Task requirements: Restate all the data word for word, leaving nothing out.

Stored items:

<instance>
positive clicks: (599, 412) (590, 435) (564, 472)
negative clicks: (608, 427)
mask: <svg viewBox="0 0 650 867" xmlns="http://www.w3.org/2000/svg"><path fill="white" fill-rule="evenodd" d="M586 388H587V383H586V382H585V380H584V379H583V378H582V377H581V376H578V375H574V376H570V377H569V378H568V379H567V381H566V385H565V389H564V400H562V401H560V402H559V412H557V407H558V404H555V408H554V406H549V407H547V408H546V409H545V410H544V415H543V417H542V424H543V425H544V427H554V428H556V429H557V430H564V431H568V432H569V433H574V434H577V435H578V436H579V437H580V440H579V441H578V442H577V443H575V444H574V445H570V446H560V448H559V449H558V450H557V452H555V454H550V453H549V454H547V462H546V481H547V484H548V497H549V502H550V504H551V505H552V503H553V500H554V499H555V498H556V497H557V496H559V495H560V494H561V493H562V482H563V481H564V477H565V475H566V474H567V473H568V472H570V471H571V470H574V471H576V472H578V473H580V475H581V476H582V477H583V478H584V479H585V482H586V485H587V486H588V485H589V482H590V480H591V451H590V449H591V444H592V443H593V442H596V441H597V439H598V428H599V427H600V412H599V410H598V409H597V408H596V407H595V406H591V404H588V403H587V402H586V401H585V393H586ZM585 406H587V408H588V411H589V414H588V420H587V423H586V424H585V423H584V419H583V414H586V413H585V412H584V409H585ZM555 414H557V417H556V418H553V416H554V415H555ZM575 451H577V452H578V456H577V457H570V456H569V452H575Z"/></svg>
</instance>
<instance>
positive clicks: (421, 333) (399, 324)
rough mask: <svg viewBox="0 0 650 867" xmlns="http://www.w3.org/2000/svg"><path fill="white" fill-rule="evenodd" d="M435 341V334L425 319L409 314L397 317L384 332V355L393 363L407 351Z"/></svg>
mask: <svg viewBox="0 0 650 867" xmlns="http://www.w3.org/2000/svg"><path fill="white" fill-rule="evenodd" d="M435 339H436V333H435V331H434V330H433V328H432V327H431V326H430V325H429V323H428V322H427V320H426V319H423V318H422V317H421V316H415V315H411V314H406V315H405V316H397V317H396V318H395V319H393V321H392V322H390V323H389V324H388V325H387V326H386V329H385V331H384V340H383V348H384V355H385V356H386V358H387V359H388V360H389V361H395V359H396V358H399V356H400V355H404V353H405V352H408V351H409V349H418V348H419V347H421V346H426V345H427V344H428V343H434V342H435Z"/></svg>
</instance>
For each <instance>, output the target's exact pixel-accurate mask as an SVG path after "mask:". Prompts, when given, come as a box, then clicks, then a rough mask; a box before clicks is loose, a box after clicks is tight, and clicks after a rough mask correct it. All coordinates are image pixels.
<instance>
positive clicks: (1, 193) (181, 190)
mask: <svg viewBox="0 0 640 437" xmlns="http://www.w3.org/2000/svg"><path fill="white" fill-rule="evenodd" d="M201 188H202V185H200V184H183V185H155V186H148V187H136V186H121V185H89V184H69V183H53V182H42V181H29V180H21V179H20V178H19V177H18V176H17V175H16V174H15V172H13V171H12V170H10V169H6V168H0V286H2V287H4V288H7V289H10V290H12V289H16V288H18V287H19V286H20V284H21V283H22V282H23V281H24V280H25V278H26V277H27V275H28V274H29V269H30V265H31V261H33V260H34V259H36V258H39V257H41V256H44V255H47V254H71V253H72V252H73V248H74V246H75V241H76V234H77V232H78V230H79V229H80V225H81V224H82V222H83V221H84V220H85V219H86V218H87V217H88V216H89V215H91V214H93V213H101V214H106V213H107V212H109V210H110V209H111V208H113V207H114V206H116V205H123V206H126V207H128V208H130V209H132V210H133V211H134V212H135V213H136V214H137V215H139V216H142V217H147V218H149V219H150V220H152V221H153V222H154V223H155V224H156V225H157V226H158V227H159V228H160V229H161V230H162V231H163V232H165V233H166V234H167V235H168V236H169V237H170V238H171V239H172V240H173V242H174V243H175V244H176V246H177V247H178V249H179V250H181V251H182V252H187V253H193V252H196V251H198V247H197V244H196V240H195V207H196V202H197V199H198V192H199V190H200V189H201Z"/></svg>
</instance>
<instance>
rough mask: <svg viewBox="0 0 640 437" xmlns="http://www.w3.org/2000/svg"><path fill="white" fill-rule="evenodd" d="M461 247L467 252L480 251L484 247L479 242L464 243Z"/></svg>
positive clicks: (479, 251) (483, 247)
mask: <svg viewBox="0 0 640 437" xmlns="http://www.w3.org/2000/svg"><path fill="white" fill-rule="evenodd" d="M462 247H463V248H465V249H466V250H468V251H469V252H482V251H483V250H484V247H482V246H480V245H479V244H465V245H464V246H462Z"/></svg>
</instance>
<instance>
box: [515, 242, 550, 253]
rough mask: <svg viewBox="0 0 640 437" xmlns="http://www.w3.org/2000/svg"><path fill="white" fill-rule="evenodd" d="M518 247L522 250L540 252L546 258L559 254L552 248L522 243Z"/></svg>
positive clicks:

Answer to the problem:
<instance>
positive clicks: (599, 412) (590, 435) (564, 472)
negative clicks: (608, 427)
mask: <svg viewBox="0 0 650 867" xmlns="http://www.w3.org/2000/svg"><path fill="white" fill-rule="evenodd" d="M586 388H587V383H586V382H585V380H584V379H583V378H582V377H581V376H578V375H574V376H570V377H569V378H568V379H567V381H566V385H565V389H564V400H562V401H560V402H559V412H557V407H558V404H555V408H554V406H549V407H547V408H546V409H545V410H544V415H543V417H542V424H543V425H544V427H554V428H556V429H557V430H564V431H568V432H569V433H574V434H577V435H578V436H579V437H580V440H579V441H578V442H577V443H575V444H574V445H570V446H560V448H559V449H558V450H557V452H555V454H550V453H549V454H547V462H546V481H547V484H548V497H549V502H550V504H551V505H552V503H553V500H554V499H555V498H556V497H557V496H559V495H560V494H561V493H562V482H563V481H564V477H565V475H566V474H567V473H568V472H570V471H571V470H574V471H576V472H578V473H580V475H581V476H582V477H583V478H584V479H585V482H586V485H587V486H588V485H589V482H590V480H591V451H590V449H591V444H592V443H593V442H596V441H597V439H598V428H599V427H600V412H599V410H598V409H597V408H596V407H595V406H591V404H588V403H587V402H586V401H585V393H586ZM585 406H587V408H588V411H589V414H588V420H587V423H586V424H585V423H584V419H583V414H586V413H585V412H584V409H585ZM555 414H557V417H556V418H553V416H554V415H555ZM575 451H577V452H578V456H577V457H570V456H569V452H575Z"/></svg>
</instance>
<instance>
positive clicks: (421, 333) (399, 324)
rough mask: <svg viewBox="0 0 650 867" xmlns="http://www.w3.org/2000/svg"><path fill="white" fill-rule="evenodd" d="M435 341V334L425 319L409 314L397 317L384 332V355L393 363L407 351Z"/></svg>
mask: <svg viewBox="0 0 650 867" xmlns="http://www.w3.org/2000/svg"><path fill="white" fill-rule="evenodd" d="M435 339H436V333H435V331H434V330H433V328H432V327H431V326H430V325H429V323H428V322H427V320H426V319H423V318H422V317H421V316H415V315H411V314H406V315H405V316H397V317H396V318H395V319H393V321H392V322H390V323H389V324H388V325H387V326H386V329H385V331H384V340H383V348H384V355H385V356H386V358H387V359H388V360H389V361H395V359H396V358H399V356H400V355H404V353H405V352H408V351H409V349H418V348H419V347H421V346H426V345H427V344H428V343H434V342H435Z"/></svg>
</instance>
For each <instance>, output the target's exact pixel-accurate mask as an SVG path after "mask:". Prompts, when given, come as a box, then clicks, then a rough mask; a box before clicks is loose, a box after clicks is tight, and clicks after a rough mask correct it. All coordinates are image pixels.
<instance>
positive clicks: (1, 193) (181, 190)
mask: <svg viewBox="0 0 640 437" xmlns="http://www.w3.org/2000/svg"><path fill="white" fill-rule="evenodd" d="M201 188H202V185H200V184H183V185H155V186H148V187H136V186H121V185H89V184H69V183H53V182H42V181H29V180H21V179H20V178H19V177H18V176H17V175H16V174H15V172H13V171H12V170H10V169H6V168H0V286H2V287H4V288H7V289H10V290H12V289H16V288H18V287H19V286H20V284H21V283H22V282H23V281H24V280H25V278H26V277H27V275H28V274H29V269H30V265H31V261H33V260H34V259H36V258H39V257H41V256H44V255H47V254H71V253H72V252H73V248H74V246H75V241H76V234H77V232H78V230H79V229H80V225H81V224H82V222H83V221H84V220H85V219H86V218H87V217H88V216H89V215H91V214H93V213H101V214H106V213H107V212H109V210H110V209H111V208H113V207H114V206H116V205H123V206H126V207H128V208H130V209H132V210H133V211H134V212H135V213H136V214H137V215H139V216H142V217H147V218H149V219H150V220H152V221H153V222H154V223H155V224H156V225H157V226H158V227H159V228H160V229H161V230H162V231H163V232H165V233H166V234H167V235H168V236H169V237H170V238H171V239H172V240H173V242H174V243H175V244H176V246H177V247H178V249H179V250H181V251H182V252H187V253H193V252H196V251H198V247H197V244H196V240H195V207H196V202H197V199H198V192H199V190H200V189H201Z"/></svg>
</instance>
<instance>
rough mask: <svg viewBox="0 0 640 437" xmlns="http://www.w3.org/2000/svg"><path fill="white" fill-rule="evenodd" d="M461 247L467 252L480 251L484 247L479 242L464 243Z"/></svg>
positive clicks: (479, 251) (483, 247)
mask: <svg viewBox="0 0 640 437" xmlns="http://www.w3.org/2000/svg"><path fill="white" fill-rule="evenodd" d="M462 247H463V248H465V249H466V250H468V251H469V252H482V251H483V250H484V247H482V246H480V245H479V244H465V245H464V246H462Z"/></svg>
</instance>
<instance>
box: [515, 242, 550, 253]
rough mask: <svg viewBox="0 0 640 437" xmlns="http://www.w3.org/2000/svg"><path fill="white" fill-rule="evenodd" d="M518 247L522 250L540 252L546 258L559 254L552 248L522 243Z"/></svg>
positive clicks:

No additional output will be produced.